• Written instruction 1: Transcribe the rows from the line containing "Target: smokestack" up to and including the line containing "M 120 75 L 120".

+++ Passage shown +++

SAID PRINCIPAL AND INTEREST shall be payable in fourteen (14) monthly
installments of principal and accruing interest in the amount of $33,624.29.
Said payments shall commence September 1, 2003, and shall continue on the
first day of each month thereafter, until the entire principal balance and
interest accrued thereon is paid in full in a balloon payment on November 1,
2004.
IF DEFAULT shall be made in the payment of any installments due
hereunder at the time and in the manner as provided herein and said default
shall continue for a period of ten (10) days after written notice to Makers of
such default, then and in that event, at the option of the holders hereof, the
entire amount of said Note, both principal and interest, shall at once become
immediately due and payable.

+++ Records for the task +++

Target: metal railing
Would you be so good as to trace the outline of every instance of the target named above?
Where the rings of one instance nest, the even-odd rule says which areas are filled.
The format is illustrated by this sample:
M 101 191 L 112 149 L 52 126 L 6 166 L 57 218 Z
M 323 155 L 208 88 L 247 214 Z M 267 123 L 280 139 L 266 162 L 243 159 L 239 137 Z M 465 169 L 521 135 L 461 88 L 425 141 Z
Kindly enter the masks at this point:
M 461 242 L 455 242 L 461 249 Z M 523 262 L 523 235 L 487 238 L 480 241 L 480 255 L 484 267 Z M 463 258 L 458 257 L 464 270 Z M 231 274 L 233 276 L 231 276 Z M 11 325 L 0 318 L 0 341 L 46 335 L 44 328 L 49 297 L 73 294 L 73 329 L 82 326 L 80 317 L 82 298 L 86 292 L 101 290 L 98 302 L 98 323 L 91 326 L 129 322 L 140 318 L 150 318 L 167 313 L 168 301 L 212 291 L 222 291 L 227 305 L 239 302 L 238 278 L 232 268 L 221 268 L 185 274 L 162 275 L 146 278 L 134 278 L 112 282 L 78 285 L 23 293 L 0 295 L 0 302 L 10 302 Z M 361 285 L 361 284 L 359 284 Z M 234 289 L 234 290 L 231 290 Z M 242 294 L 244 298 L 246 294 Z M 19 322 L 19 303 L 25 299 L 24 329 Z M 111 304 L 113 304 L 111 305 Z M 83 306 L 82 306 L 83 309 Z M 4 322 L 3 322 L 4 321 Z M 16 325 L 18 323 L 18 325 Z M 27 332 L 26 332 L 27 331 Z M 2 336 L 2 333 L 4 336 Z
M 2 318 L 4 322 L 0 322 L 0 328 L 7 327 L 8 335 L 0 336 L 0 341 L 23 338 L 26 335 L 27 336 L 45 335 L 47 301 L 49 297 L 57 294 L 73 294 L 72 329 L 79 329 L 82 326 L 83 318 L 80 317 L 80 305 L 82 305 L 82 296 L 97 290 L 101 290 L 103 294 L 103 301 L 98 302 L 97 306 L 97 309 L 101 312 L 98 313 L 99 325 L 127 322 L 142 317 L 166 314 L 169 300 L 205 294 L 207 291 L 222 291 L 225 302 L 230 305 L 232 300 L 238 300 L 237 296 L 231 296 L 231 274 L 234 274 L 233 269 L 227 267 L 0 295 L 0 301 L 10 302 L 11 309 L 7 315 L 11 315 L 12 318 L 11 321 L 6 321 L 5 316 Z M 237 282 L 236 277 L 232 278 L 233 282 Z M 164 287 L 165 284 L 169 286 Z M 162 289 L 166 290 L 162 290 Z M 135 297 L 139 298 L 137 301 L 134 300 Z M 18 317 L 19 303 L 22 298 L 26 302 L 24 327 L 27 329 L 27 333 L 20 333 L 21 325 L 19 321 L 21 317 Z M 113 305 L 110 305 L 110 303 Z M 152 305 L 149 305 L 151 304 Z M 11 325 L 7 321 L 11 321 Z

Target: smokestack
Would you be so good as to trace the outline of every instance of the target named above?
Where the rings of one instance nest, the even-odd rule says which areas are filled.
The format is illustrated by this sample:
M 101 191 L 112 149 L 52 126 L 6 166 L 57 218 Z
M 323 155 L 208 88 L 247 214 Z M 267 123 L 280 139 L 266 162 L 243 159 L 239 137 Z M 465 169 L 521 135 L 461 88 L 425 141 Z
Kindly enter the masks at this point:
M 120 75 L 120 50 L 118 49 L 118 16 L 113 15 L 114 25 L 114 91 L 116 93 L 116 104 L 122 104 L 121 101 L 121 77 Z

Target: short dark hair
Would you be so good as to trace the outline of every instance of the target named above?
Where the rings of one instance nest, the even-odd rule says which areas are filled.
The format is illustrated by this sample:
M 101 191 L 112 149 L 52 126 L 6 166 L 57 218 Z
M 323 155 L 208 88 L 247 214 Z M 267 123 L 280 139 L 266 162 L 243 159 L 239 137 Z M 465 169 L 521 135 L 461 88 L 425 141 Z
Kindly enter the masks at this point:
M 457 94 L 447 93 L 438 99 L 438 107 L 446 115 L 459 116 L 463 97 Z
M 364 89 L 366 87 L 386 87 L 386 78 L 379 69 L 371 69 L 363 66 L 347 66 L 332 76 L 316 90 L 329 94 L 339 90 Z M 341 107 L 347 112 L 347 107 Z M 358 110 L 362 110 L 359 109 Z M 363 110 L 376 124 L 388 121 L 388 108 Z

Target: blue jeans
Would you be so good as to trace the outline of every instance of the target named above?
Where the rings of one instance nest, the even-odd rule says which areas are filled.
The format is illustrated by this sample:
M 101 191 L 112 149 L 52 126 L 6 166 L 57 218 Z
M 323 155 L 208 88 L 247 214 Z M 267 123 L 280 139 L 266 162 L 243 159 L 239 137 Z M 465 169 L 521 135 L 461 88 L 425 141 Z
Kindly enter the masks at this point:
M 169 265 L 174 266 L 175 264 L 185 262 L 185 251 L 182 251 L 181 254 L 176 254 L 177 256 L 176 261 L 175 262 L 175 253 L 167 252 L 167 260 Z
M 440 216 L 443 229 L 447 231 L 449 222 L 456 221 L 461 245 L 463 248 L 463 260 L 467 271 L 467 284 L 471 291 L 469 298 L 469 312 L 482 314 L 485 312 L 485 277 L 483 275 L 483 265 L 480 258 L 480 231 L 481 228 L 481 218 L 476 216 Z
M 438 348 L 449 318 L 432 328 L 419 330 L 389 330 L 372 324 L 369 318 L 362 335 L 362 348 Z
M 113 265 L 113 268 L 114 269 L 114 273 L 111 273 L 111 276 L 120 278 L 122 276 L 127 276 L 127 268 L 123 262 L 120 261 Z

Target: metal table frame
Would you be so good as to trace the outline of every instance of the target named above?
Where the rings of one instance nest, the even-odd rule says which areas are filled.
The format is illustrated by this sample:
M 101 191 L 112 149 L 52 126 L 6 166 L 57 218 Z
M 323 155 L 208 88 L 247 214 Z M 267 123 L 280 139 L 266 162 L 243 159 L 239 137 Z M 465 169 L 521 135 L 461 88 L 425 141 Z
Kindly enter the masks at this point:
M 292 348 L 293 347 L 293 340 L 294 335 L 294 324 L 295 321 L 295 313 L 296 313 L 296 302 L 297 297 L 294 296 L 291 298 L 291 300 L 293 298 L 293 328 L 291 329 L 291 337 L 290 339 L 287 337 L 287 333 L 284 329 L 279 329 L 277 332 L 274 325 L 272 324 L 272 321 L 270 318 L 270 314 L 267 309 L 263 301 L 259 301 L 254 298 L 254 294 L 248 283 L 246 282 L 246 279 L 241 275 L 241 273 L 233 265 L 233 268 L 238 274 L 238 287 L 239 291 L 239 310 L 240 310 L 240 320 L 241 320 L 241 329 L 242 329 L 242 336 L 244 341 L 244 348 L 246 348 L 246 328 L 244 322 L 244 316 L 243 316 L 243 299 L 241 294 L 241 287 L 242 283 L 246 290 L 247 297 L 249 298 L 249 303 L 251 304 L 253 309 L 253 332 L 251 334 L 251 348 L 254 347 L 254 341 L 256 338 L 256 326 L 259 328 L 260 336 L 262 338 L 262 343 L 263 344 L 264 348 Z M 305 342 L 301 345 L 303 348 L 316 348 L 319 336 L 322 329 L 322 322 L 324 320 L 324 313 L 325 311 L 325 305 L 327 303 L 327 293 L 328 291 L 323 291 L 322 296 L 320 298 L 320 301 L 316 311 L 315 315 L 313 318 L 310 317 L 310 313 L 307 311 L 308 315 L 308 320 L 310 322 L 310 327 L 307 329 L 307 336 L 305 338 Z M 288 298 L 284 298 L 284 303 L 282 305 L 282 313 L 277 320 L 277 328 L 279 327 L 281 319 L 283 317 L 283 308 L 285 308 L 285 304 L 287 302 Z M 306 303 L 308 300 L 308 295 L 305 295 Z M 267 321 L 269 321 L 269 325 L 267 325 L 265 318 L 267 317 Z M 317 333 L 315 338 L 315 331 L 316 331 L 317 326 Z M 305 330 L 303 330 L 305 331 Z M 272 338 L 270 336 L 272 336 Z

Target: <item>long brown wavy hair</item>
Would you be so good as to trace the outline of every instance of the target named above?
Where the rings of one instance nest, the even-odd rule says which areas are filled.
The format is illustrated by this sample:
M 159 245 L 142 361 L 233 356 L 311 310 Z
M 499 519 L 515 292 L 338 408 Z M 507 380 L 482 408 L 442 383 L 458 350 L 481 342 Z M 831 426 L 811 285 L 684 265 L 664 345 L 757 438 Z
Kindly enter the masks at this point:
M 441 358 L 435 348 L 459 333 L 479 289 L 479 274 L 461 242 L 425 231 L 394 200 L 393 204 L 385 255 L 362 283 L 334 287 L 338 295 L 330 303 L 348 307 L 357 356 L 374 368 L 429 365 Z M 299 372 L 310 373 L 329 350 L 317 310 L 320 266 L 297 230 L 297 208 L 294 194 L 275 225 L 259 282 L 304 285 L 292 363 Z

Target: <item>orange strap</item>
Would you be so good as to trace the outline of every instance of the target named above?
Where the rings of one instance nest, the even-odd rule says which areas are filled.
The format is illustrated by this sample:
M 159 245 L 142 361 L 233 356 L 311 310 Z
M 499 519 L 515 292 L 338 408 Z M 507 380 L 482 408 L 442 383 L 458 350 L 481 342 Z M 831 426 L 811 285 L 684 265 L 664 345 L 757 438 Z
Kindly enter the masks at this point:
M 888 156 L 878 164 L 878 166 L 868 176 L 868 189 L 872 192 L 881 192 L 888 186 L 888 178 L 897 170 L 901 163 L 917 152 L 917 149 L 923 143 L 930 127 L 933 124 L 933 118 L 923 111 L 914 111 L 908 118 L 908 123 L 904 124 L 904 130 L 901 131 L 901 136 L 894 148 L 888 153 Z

+++

• Written instruction 2: Reproduce word for word the part of the loan note from "IF DEFAULT shall" up to and including "due and payable.".

• Solution 1:
Target: smokestack
Would you be so good as to trace the outline of every instance of the target named above?
Where the rings of one instance nest, the even-odd rule says which areas are filled.
The format is illustrated by this sample:
M 101 191 L 112 149 L 52 126 L 6 166 L 57 218 Z
M 323 155 L 208 88 L 247 214 Z M 267 123 L 280 139 L 266 162 L 243 159 L 239 137 Z M 465 169 L 521 135 L 461 88 L 425 141 Z
Kindly enter the masks at this point:
M 120 75 L 120 50 L 118 49 L 118 16 L 113 15 L 114 25 L 114 91 L 116 93 L 116 104 L 122 104 L 121 101 L 121 77 Z

• Solution 2:
IF DEFAULT shall be made in the payment of any installments due
hereunder at the time and in the manner as provided herein and said default
shall continue for a period of ten (10) days after written notice to Makers of
such default, then and in that event, at the option of the holders hereof, the
entire amount of said Note, both principal and interest, shall at once become
immediately due and payable.